* _TASK GOAL_: The lines to copy are those with "negative" in them. Pull each one from the entries below.

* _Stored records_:
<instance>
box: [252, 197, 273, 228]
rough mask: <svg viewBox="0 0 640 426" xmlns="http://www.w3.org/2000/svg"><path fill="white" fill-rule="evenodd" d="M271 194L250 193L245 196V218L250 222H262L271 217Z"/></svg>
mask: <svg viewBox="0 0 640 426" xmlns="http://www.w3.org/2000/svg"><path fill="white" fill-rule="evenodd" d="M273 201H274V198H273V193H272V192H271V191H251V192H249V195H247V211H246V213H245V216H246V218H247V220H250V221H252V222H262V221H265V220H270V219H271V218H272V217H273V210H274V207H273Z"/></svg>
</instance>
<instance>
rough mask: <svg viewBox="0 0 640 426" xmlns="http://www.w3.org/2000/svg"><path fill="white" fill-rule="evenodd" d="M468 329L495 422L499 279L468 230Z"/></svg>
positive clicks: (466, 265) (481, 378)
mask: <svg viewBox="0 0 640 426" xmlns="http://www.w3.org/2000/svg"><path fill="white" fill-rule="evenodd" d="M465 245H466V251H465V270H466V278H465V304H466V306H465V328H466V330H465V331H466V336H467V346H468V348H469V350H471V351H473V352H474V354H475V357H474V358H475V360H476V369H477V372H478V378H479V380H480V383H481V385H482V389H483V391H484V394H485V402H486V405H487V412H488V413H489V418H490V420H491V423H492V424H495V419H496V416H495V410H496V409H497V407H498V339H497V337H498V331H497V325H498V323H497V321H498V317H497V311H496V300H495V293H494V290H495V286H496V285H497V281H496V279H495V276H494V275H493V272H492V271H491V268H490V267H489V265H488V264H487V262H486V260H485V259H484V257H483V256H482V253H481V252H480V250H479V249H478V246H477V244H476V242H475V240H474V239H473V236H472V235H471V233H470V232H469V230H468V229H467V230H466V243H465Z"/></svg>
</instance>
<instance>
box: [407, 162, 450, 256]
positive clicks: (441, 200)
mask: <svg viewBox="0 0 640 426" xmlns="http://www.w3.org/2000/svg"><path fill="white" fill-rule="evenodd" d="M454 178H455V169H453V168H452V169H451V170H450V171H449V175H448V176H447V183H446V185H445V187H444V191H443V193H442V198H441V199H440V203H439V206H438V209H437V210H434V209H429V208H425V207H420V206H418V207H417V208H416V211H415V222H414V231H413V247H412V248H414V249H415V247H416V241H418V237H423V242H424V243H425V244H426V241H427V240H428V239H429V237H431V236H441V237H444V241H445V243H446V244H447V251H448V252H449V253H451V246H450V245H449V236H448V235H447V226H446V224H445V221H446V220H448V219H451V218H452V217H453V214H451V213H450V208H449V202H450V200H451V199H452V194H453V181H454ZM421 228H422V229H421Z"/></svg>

...

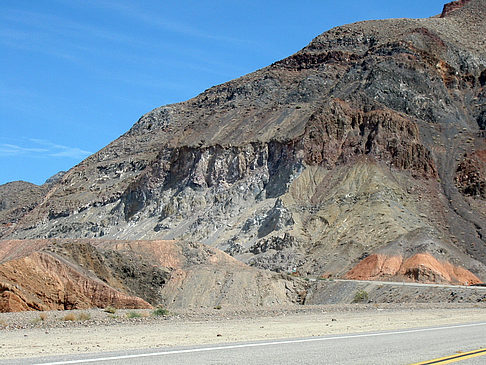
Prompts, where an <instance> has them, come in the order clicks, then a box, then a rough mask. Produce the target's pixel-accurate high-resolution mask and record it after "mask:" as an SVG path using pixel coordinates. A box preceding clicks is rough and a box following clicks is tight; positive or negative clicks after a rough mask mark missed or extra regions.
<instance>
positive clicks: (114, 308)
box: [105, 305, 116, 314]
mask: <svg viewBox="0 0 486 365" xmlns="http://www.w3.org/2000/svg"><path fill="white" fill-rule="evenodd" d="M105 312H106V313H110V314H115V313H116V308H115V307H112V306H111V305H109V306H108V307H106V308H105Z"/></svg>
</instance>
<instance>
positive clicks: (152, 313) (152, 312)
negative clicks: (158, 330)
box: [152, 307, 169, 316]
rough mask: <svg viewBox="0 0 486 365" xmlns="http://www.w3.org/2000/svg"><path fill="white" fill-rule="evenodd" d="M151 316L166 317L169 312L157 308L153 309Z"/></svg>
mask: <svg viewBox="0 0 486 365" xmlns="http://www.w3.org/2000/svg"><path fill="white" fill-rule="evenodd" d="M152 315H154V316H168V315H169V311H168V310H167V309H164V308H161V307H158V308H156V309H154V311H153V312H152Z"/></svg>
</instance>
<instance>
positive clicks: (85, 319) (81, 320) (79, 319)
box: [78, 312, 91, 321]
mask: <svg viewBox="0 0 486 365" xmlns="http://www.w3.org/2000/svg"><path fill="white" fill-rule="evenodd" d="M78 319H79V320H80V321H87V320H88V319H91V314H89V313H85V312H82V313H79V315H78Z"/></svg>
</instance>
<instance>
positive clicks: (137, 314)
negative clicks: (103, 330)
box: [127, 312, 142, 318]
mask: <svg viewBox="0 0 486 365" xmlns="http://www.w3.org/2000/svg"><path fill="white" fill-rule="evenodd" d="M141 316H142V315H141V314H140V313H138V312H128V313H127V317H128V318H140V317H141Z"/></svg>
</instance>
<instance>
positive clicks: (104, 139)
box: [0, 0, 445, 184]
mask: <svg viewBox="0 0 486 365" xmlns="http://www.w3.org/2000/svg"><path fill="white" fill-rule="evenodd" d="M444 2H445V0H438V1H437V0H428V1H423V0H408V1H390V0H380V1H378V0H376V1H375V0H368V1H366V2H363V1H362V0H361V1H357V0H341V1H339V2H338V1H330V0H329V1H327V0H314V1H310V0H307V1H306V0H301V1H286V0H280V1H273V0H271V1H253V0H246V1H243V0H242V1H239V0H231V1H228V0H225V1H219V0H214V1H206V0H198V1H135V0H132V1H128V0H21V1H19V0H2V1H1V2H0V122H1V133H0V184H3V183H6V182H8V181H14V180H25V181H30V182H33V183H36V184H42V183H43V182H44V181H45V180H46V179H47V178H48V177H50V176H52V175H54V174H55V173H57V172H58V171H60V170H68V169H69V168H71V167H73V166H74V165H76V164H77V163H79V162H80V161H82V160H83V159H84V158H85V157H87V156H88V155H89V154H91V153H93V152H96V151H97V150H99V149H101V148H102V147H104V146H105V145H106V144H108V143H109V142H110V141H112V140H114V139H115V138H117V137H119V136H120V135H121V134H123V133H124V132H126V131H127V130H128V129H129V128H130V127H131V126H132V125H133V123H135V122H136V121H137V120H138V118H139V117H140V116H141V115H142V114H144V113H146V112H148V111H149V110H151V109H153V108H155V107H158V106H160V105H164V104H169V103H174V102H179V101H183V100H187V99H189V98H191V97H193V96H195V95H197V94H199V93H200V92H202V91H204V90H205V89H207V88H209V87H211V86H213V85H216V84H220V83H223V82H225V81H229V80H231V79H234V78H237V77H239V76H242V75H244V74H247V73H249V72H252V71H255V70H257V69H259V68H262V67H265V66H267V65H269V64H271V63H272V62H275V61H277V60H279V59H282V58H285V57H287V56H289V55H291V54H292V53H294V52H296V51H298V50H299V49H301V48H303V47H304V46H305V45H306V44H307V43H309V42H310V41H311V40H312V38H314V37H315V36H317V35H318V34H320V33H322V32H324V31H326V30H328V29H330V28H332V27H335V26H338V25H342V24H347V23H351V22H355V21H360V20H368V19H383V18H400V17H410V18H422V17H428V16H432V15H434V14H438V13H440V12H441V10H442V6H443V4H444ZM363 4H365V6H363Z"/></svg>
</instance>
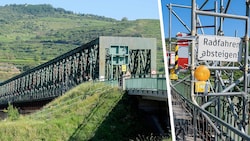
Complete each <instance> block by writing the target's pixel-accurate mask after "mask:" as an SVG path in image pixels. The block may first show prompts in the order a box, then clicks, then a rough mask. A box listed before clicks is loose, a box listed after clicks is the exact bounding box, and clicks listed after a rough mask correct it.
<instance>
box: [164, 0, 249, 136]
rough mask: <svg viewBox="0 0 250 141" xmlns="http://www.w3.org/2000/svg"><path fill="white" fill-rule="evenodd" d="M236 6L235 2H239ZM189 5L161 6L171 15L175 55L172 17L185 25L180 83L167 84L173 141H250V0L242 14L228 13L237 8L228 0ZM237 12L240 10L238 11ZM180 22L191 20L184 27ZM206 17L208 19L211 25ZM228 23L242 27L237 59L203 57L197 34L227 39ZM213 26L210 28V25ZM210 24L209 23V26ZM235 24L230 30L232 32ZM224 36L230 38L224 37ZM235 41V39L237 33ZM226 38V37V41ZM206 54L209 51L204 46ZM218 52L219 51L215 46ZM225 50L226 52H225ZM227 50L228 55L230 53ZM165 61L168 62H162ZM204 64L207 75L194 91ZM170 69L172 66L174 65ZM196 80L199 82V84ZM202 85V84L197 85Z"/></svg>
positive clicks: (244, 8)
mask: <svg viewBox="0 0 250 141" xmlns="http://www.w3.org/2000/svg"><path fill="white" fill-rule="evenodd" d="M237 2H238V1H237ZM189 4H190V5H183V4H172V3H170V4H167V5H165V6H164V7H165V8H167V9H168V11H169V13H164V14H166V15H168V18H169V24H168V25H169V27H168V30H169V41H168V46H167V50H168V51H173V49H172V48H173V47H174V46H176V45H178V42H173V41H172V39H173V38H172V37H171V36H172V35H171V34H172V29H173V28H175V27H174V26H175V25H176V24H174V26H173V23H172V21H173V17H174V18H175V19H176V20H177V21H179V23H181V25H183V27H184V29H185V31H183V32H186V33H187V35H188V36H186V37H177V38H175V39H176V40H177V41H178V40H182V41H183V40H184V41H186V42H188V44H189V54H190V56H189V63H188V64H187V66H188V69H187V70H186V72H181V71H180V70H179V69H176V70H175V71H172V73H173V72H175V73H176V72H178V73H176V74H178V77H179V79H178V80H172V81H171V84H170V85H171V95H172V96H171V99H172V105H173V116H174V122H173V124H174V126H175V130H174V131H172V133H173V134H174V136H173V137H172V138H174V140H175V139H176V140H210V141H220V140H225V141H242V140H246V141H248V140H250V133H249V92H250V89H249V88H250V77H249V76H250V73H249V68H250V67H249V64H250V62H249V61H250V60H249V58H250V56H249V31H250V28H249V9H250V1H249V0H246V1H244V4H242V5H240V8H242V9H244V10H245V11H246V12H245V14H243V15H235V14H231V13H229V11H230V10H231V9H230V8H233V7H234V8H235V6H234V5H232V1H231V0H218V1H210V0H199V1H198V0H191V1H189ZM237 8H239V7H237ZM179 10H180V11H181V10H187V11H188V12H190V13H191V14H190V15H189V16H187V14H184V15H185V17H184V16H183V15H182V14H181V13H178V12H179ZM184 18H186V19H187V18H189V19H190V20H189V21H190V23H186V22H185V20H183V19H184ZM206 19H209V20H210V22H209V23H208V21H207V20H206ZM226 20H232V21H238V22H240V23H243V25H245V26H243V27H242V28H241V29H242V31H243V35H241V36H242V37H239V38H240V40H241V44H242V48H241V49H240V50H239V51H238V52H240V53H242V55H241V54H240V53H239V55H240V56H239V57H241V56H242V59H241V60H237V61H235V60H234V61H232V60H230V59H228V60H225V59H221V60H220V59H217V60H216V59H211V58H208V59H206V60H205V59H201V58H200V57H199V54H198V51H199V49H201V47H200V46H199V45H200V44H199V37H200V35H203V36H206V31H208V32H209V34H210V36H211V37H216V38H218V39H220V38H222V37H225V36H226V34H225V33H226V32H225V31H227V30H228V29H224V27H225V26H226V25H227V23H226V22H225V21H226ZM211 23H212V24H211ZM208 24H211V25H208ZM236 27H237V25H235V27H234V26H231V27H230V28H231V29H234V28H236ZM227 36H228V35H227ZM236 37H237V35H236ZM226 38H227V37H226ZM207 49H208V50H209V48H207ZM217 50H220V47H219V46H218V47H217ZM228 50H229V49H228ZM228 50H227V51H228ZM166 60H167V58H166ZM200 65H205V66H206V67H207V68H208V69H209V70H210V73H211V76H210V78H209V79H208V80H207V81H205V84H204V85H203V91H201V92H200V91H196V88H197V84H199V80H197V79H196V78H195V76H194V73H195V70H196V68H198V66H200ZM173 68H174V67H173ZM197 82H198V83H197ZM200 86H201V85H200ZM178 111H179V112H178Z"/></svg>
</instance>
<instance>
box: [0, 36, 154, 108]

* _THE COMPLETED TASK_:
Prompts, where an <instance> has them, come in the order clicks, then a box, then a rough mask. Produce the target's pixel-accurate high-resolution mask and record it after "mask:" as an SVG path using pixel coordinates. A box preceding clicks is rough and a box following clicks is tight; positive or negative clicks after a rough mask mark missed or extra regions.
negative clicks: (158, 330)
negative clicks: (103, 330)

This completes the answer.